++++ Pagina

In 1626 begonnen de Spanjaarden met de aanleg van de Fossa Eugeniana. De bedoeling was om de Rijn, de Maas en de Schelde met elkaar te verbinden om zo een deel van de binnenvaart van en naar Holland over te nemen. Bovendien kon het kanaal als een extra verdedigingslinie fungeren.
Het eerste traject, tussen Rijn en Maas, werd gepland tussen Rheinberg en Arcen. De Venlonaren wisten de Spanjaarden echter over te halen om het kanaal tot Venlo door te trekken waardoor het bij Arcen een scherpe knik naar het zuiden maakt. Op 21 september 1626 ging de eerste spade de grond in. Binnen één jaar moesten 48 kilometer kanaal en 24 fortificaties (schansen) worden gerealiseerd. Aanvankelijk zou het kanaal Fossa Sancta Maria gaan heten. In de volksmond werd het kanaal echter Fossa Eugeniana genoemd, naar Isabella Eugenia, de dochter van Filips II, die tot 1633 landvoogdes was van de Zuidelijke Nederlanden.
In 1627 werden de Spaanse troepen uit het gebied tussen Nijmegen en Geldern teruggeroepen. De Staatse troepen veroverden het fort bij Walbeck, verjoegen de kanaalarbeiders en saboteerden molens, sluizen en schansen. Van de 24 aarden schansen zijn er negen min of meer bewaard gebleven. Door al deze tegenslagen werd het werk stilgelegd en nooit meer afgemaakt. De kaartenmakersfamilie Blaeu heeft het geplande kanaal, ook voor zover het nog niet af was, getekend en uitgebracht.
Andere krijgshandelingen vonden vooral weer plaats in het land van Loon, het huidige Belgisch Limburg. Het Limburgse deel van Gelre maakte onverbloemd duidelijk niet bij Holland te willen horen en zich meer verwant te voelen met het hele Nederduitse gebied van dat deel van Gelre. Gulik en Kleef namen zoals gewoonlijk een neutrale tussenpositie in.
Toen de Spaanse troepen zich in 1629 moesten bemoeien met een strijd tegen de Zweedse koning,Gustaaf II Adolf van Zweden, in Duitsland was het moment ideaal voor de Hollanders om Brabant binnen te vallen en Brussel te veroveren. In 1629 veroverden ze 's-Hertogenbosch (zie Beleg van 's-Hertogenbosch). Een proclamatie van de Haagse Staten-Generaal beloofde de Zuidelijke Nederlanden godsdienstvrijheid.
In juni 1632 trok een leger van de Staatsen onder leiding van Frederik Hendrik vanuit Nijmegen in de Veldtocht langs de Maas naar het zuiden met als doel Maastricht in te nemen. De inname van de steden op de rechter Maasoever, inclusief het Gulikse Sittard, gebeurde zonder veel tegenstand. Tijdens het beleg van Maastricht van 9 juni tot 21 augustus moest de pastoor van Heer zich herhaaldelijk met zijn parochianen verstoppen in de mergelgroeven om het vege lijf te redden. op 22 augustus gaf de stad zich over.

++++++++

Wat wordt gevraagd
Ga verder met de tekst over de Fossa Eugeniana en de veldtocht langs de Maas, te beginnen na de laatste zin. De records zijn hier niet nodig.

++++ Geëxtraheerde gegevens

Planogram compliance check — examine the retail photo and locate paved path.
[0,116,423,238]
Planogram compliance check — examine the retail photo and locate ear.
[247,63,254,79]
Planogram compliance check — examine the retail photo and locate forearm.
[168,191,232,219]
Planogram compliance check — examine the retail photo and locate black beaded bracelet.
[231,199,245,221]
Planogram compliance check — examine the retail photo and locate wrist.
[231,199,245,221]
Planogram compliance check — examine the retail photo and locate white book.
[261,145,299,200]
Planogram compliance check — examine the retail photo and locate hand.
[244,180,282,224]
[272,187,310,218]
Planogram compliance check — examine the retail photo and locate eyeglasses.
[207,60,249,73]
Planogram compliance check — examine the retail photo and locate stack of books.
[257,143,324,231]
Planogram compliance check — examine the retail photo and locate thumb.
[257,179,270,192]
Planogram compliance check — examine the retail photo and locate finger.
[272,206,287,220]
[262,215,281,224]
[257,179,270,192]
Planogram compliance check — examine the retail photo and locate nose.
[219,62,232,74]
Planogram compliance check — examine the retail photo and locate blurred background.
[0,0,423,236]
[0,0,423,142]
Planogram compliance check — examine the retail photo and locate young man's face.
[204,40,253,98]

++++++++

Resultaat
De doortocht naar Brabant leek nu een kwestie van korte duur. Er kwamen bezwaren van de kooplieden (vrees voor Antwerpse concurrentie) als van de predikanten (er was eerder godsdienstvrijheid toegezegd, maar vanuit vele kringen klonk: geen godsdienstvrijheid voor die "paapsen").
De hele actie stond op losse schroeven. Frederik Hendrik ging terug en probeerde via onderhandelingen met de Zuidelijke Nederlanden tot een overeenkomst te komen. Deze onderhandelingen mislukten. Pal daarop heroverde het Leger van VlaanderenStevensweert en Montfort en versterkten zij Gulik en Geldern. De overige steden aan de Maas stonden echter nog steeds onder Staats bestuur.
Gevreesde Kroatische huurlingen ("Krauwaten") in dienst van het Spaanse leger hielden vooral huis in het gehele Gelderse overkwartier en in het hertogdom Gulik. Vooral in de jaren 1635-1638 werden veel steden en dorpen, ook in Midden-Limburg, herhaaldelijk geplunderd. Veel edelen namen deel aan deze oorlogen. Als loon voor diensten kreeg menigeen als geschenk van de hogere adel landerijen, burchten en landgoederen toegewezen, waardoor een groot deel van de lagere adel juist veel rijker werd.
De armoede van de gewone burger zakte naar een ongekend dieptepunt. Van Sittard, dat ook enkele keren is geplunderd, is bekend dat het bevolkingsaantal in korte tijd halveerde in de eerste helft van de 17e eeuw. Een bijkomende ramp was de pestepidemie van 1636. Deze waarde door een groot deel van West-Europa en zal waarschijnlijk ook in deze streken vele slachtoffers hebben gekend.
In 1637 heroverden de Spaanse troepen Venlo en Roermond. Na een korte Staatse regering (1632-1637), waarbij de protestanten kerken kregen toegewezen en predikanten vanuit de stadskas werden betaald (in Venlo werd zelfs het katholicisme verboden), werd de oude toestand na 5 jaar weer hersteld. Sittard en Maastricht waren echter nog steeds in Staatse handen. Opvallend is hoe de burgerij van Roermond weigerde de stad te verdedigen in 1637 en daarna de Spanjaarden met gejuich weer binnenhaalde!
Het Gelderse overkwartier werd bij de vrede van Münster in 1648 definitief afgescheiden van de andere Gelderse onderdelen ten noorden van Nijmegen, en bleef daarmee ook onder Spaans bestuur staan als Spaans Gelre. Filips IV van Spanje en Frederik Hendrik sloten een overeenkomst waarbij laatstgenoemde de heerlijke rechten en goederen van het ambt Montfort waaronder Belfeld en Beesel ontving als vergoeding voor de verloren gegane goederen van de Oranje Nassaus tijdens de Tachtigjarige Oorlog.
Na deze scheiding tussen soevereiniteit en de heerlijke rechten met de daaraan verbonden financiële voordelen bleef de Hollandse tak van de Oranje-Nassaus eigenaar van de heerlijke rechten van het ambt Montfort, terwijl de koning van Spanje de soevereiniteit behield.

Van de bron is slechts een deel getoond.